Coordinate labeling data:
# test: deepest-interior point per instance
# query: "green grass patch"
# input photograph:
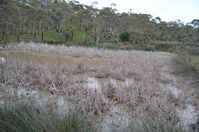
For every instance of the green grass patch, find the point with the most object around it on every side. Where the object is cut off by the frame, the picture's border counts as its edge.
(24, 116)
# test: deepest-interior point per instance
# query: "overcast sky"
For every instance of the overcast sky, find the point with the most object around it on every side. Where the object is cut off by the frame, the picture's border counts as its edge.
(167, 10)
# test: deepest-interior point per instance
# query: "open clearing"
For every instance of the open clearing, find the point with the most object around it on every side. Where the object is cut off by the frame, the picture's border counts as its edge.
(115, 88)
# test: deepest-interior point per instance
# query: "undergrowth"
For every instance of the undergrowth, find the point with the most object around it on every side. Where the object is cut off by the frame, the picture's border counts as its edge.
(25, 116)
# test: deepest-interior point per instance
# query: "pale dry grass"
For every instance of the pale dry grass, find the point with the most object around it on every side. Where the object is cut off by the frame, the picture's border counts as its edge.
(132, 78)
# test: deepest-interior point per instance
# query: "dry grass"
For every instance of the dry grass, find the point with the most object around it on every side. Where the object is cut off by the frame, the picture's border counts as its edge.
(132, 78)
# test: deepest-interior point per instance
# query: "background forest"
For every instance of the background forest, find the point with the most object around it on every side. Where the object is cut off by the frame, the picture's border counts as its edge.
(71, 23)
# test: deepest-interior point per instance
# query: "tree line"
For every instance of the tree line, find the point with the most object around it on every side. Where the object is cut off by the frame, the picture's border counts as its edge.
(57, 21)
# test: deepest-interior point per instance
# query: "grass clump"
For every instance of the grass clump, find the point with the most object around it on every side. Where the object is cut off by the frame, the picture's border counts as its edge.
(187, 64)
(25, 116)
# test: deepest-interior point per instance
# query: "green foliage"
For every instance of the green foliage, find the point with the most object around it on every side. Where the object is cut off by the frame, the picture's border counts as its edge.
(125, 36)
(62, 22)
(27, 117)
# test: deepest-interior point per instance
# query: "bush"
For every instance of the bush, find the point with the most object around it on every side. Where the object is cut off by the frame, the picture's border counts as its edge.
(125, 36)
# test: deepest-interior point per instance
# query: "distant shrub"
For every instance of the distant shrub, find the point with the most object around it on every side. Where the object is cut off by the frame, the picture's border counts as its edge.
(125, 36)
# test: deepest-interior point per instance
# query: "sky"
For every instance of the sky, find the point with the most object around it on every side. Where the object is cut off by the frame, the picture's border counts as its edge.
(167, 10)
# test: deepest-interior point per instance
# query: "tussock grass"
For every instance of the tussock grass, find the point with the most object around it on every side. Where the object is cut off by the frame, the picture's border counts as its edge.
(25, 116)
(187, 66)
(148, 90)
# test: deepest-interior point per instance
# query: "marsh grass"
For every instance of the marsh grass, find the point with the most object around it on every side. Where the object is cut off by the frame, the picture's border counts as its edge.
(188, 66)
(25, 116)
(146, 94)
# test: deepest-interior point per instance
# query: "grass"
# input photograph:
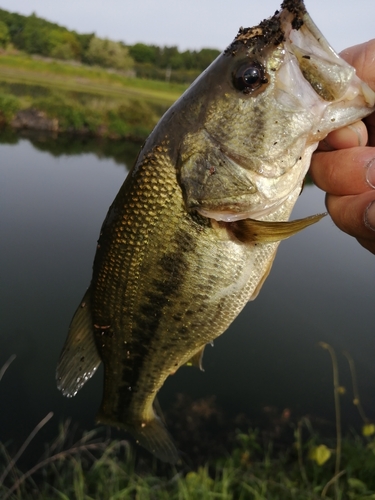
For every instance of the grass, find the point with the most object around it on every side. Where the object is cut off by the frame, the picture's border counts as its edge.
(81, 99)
(105, 469)
(96, 467)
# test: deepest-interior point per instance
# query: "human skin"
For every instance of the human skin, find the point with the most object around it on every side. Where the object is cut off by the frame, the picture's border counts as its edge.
(344, 163)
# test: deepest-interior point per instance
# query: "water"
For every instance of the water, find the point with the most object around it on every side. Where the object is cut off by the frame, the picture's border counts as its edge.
(52, 205)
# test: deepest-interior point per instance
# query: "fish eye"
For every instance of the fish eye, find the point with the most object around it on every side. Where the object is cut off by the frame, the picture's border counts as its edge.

AIM OF THE EXERCISE
Count the lines in the items above that contain the string "clump", and reply with the number alone.

ANSWER BELOW
2